Begin MATERIAL TO PROCESS

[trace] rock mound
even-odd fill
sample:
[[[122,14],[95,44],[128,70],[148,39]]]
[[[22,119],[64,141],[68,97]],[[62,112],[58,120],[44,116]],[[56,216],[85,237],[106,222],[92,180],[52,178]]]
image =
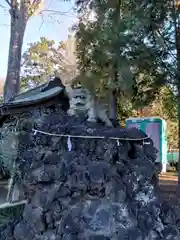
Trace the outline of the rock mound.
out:
[[[8,239],[180,239],[178,214],[165,211],[157,195],[156,149],[143,132],[61,110],[33,127],[19,135],[16,161],[28,203]]]

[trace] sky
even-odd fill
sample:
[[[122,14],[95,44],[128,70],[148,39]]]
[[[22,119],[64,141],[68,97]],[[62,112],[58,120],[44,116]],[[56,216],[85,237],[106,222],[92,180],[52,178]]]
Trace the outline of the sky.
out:
[[[44,12],[41,15],[32,17],[27,24],[23,51],[27,49],[28,43],[37,42],[40,37],[46,37],[57,42],[66,40],[70,33],[70,27],[76,22],[73,2],[44,0]],[[0,7],[0,78],[2,79],[5,78],[7,72],[10,16],[5,0],[1,0],[1,4],[4,6],[4,8]],[[50,10],[54,10],[57,13],[52,13]]]

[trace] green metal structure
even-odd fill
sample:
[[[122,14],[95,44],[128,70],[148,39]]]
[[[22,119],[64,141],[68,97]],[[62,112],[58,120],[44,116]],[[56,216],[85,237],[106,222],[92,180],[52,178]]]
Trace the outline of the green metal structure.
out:
[[[162,164],[162,172],[167,168],[167,125],[166,121],[159,117],[128,118],[126,127],[136,127],[145,132],[154,142],[158,150],[156,162]]]

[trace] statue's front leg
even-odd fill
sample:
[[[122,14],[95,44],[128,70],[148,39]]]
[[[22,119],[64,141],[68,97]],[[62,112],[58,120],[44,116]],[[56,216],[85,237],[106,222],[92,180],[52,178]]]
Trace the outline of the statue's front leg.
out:
[[[94,108],[88,110],[88,120],[89,122],[97,122],[96,112]]]
[[[68,109],[67,114],[69,116],[74,116],[74,115],[76,115],[76,112],[75,112],[75,110],[73,108],[70,108],[70,109]]]

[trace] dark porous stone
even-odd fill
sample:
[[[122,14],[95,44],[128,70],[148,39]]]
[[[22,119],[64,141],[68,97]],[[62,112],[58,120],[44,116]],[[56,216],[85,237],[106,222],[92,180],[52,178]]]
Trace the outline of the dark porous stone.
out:
[[[16,163],[28,203],[0,240],[180,239],[180,212],[155,191],[152,140],[135,128],[70,117],[60,105],[30,114],[33,126],[48,134],[29,128],[19,134]]]

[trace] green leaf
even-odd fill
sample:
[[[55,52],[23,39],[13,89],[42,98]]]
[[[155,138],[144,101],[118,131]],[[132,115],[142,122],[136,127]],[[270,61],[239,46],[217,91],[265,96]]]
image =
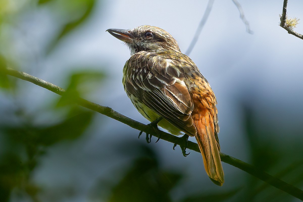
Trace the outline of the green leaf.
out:
[[[53,1],[53,0],[39,0],[38,2],[38,4],[44,4],[45,3],[48,3],[49,2]]]
[[[240,189],[238,188],[227,191],[221,191],[212,194],[204,194],[196,196],[191,196],[184,199],[181,201],[182,202],[224,201],[233,197],[238,192]]]
[[[94,81],[99,83],[105,77],[103,72],[97,71],[86,70],[74,73],[70,76],[65,93],[60,98],[57,106],[61,107],[75,103],[80,97],[92,91],[98,85],[88,84]]]
[[[74,3],[72,1],[68,0],[70,2],[69,4]],[[68,15],[67,17],[69,19],[63,26],[61,31],[51,43],[47,50],[47,52],[49,53],[51,52],[59,42],[60,40],[64,36],[74,31],[76,28],[82,24],[90,15],[92,11],[95,4],[95,0],[78,0],[77,3],[75,3],[76,8],[73,11],[73,13],[78,15],[81,14],[75,19],[72,16]],[[67,7],[68,8],[68,7]],[[67,11],[66,11],[67,12]],[[75,15],[74,15],[74,16]]]

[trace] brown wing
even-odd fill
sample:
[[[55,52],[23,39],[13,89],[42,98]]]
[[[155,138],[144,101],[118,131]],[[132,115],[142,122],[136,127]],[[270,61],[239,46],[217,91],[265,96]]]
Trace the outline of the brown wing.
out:
[[[184,81],[184,66],[189,64],[162,54],[142,51],[131,57],[124,70],[125,91],[180,130],[195,135],[193,103]]]

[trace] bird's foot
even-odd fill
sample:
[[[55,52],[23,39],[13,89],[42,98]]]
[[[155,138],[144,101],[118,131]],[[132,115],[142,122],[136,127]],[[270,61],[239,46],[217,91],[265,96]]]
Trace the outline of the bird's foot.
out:
[[[147,124],[147,125],[149,127],[152,127],[154,129],[156,130],[159,130],[159,129],[158,128],[158,123],[160,122],[160,121],[162,120],[163,119],[162,117],[159,117],[159,118],[157,118],[155,120],[151,122],[150,123]],[[142,134],[142,133],[143,133],[143,131],[142,131],[140,132],[140,133],[139,134],[139,136],[138,136],[138,138],[139,138],[140,137],[140,136]],[[152,135],[151,134],[148,134],[147,133],[146,133],[146,136],[145,137],[145,139],[146,140],[146,141],[147,142],[147,143],[149,143],[151,142],[152,141]],[[158,139],[157,140],[156,142],[155,143],[157,143],[158,142],[159,140],[160,139],[160,135],[159,134],[159,137],[158,138]]]
[[[187,142],[188,141],[189,137],[189,136],[188,136],[188,135],[185,134],[183,135],[183,136],[180,137],[180,138],[182,138],[182,141],[184,141],[184,142],[183,145],[182,146],[181,145],[180,145],[180,147],[182,150],[182,154],[185,157],[190,154],[190,152],[189,152],[188,154],[186,154],[186,148],[187,147]],[[175,145],[174,146],[174,148],[175,147]]]

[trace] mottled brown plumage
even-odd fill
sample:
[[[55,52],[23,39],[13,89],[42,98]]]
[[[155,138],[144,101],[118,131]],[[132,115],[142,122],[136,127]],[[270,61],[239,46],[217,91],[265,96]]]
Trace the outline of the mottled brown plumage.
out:
[[[172,134],[195,136],[206,173],[221,186],[217,101],[196,65],[181,53],[171,35],[159,28],[108,31],[130,49],[122,83],[134,105],[151,121],[164,118],[158,124]]]

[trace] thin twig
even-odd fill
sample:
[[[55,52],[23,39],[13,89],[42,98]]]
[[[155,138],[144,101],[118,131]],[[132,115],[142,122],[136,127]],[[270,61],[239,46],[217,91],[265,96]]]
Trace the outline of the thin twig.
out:
[[[208,1],[206,9],[205,10],[205,12],[204,12],[204,14],[203,15],[203,17],[202,17],[202,19],[200,22],[200,24],[199,24],[198,28],[196,30],[196,32],[194,35],[194,38],[193,38],[190,44],[187,49],[187,50],[185,52],[185,55],[189,55],[191,52],[191,51],[192,50],[193,48],[194,48],[195,45],[196,45],[196,43],[198,40],[198,39],[199,38],[199,36],[200,35],[200,33],[201,33],[201,31],[202,31],[202,29],[203,28],[203,27],[204,26],[204,25],[205,24],[205,23],[207,21],[207,18],[208,18],[209,14],[210,13],[210,11],[211,10],[211,8],[212,7],[212,5],[214,4],[214,0],[209,0]]]
[[[282,15],[280,18],[281,23],[280,26],[287,31],[288,34],[292,34],[294,36],[300,38],[301,39],[303,39],[303,35],[298,33],[293,30],[291,27],[287,26],[286,25],[286,20],[287,18],[286,13],[286,8],[287,7],[287,0],[284,0],[283,3],[283,8],[282,10]]]
[[[248,22],[248,21],[247,21],[247,20],[246,20],[246,18],[245,18],[245,16],[244,15],[244,12],[243,11],[243,9],[242,8],[241,5],[237,0],[232,0],[233,2],[234,2],[234,3],[235,4],[235,5],[236,5],[237,8],[238,8],[238,10],[239,10],[239,12],[240,13],[240,18],[242,19],[242,21],[244,23],[244,25],[245,25],[245,27],[246,27],[246,32],[249,34],[253,34],[253,32],[250,29],[249,23]]]
[[[63,88],[52,84],[13,69],[7,68],[2,70],[2,71],[4,71],[5,74],[29,81],[61,95],[63,95],[65,92]],[[2,73],[2,72],[0,72],[0,73]],[[151,134],[153,136],[160,137],[161,139],[170,142],[181,146],[184,146],[184,141],[181,138],[161,131],[157,130],[148,125],[145,125],[126,117],[111,108],[99,105],[81,98],[75,99],[75,102],[81,106],[104,114],[134,128],[143,131],[148,134]],[[192,142],[188,141],[187,147],[189,149],[200,152],[198,145]],[[269,184],[303,200],[303,190],[240,160],[221,152],[220,152],[220,156],[223,162],[238,168]]]

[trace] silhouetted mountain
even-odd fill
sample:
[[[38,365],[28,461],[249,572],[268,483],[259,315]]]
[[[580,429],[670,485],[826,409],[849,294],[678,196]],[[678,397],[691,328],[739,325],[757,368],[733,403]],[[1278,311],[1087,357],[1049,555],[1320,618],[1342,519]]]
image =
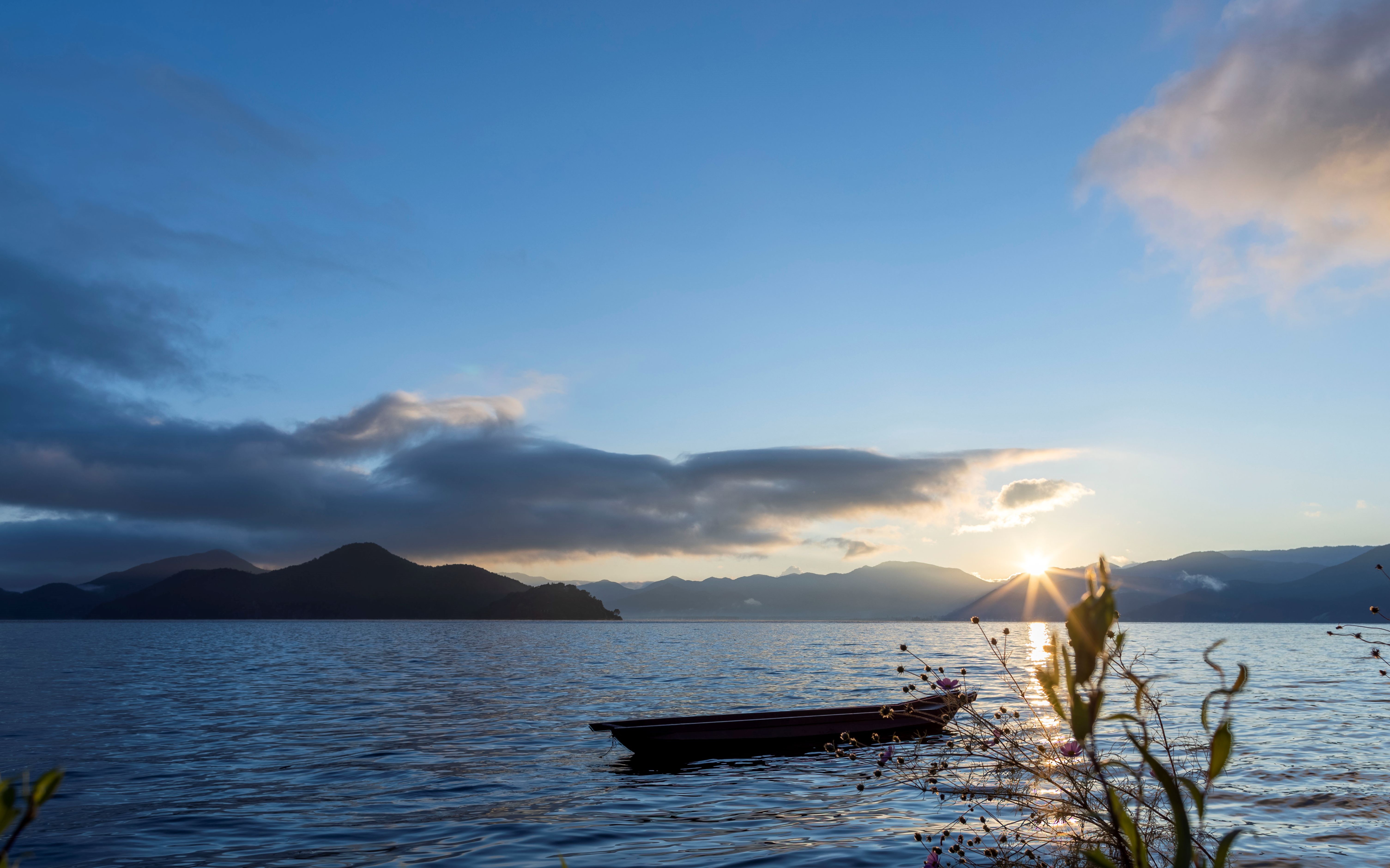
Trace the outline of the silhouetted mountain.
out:
[[[353,543],[304,564],[260,575],[239,569],[188,569],[103,603],[88,617],[485,618],[491,617],[484,614],[491,604],[525,590],[521,582],[481,567],[423,567],[374,543]],[[555,599],[563,603],[571,597]],[[559,608],[552,606],[546,611]],[[566,617],[605,615],[581,606]]]
[[[1376,564],[1390,561],[1380,546],[1344,564],[1283,585],[1230,582],[1220,589],[1177,594],[1130,612],[1130,621],[1348,622],[1375,618],[1372,606],[1390,608],[1390,581]]]
[[[627,618],[935,619],[987,587],[962,569],[887,561],[828,575],[671,576],[627,596],[621,608]]]
[[[1348,554],[1347,557],[1352,556]],[[1212,583],[1205,579],[1216,579],[1216,582],[1259,582],[1275,585],[1301,579],[1307,575],[1318,572],[1322,568],[1322,564],[1315,562],[1289,562],[1277,560],[1257,561],[1230,557],[1227,554],[1222,554],[1220,551],[1190,551],[1166,561],[1145,561],[1143,564],[1120,567],[1115,569],[1115,575],[1131,581],[1131,586],[1138,586],[1138,583],[1133,582],[1133,579],[1163,579],[1173,582],[1172,587],[1176,593],[1183,590],[1183,585],[1187,587],[1211,587]],[[1156,585],[1147,585],[1145,587],[1152,590],[1159,589]]]
[[[605,582],[613,585],[613,582]],[[614,587],[620,587],[614,585]],[[574,585],[541,585],[521,593],[507,594],[482,610],[484,618],[531,621],[621,621],[603,603]]]
[[[121,572],[108,572],[85,585],[50,582],[24,593],[0,590],[0,618],[82,618],[107,600],[117,600],[183,569],[213,569],[217,567],[265,572],[231,551],[213,549],[200,554],[185,554],[140,564]]]
[[[1250,561],[1284,561],[1336,567],[1346,564],[1358,554],[1371,551],[1375,546],[1309,546],[1307,549],[1282,549],[1277,551],[1222,551],[1230,557]]]
[[[617,582],[609,582],[607,579],[599,582],[589,582],[587,585],[580,585],[584,590],[589,592],[599,600],[603,600],[603,606],[617,606],[619,600],[626,600],[632,594],[638,593],[631,587],[624,587]]]
[[[177,572],[183,572],[185,569],[240,569],[242,572],[250,574],[265,572],[256,564],[245,561],[225,549],[213,549],[199,554],[183,554],[179,557],[167,557],[161,561],[150,561],[149,564],[131,567],[129,569],[122,569],[121,572],[108,572],[99,579],[92,579],[88,585],[96,585],[108,599],[124,597],[128,593],[135,593],[142,587],[149,587],[160,579],[167,579]]]
[[[498,575],[505,575],[509,579],[516,579],[517,582],[521,582],[523,585],[527,585],[530,587],[539,587],[541,585],[550,583],[550,579],[545,576],[534,576],[534,575],[527,575],[524,572],[499,572]]]
[[[97,592],[67,582],[40,585],[24,593],[0,590],[0,618],[81,618],[103,599]]]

End MATERIAL TO PROCESS

-- AIM --
Which lines contain the word "structure"? Copy each of them in full.

-- RESULT --
[trace] green metal structure
Trace the outline of the green metal structure.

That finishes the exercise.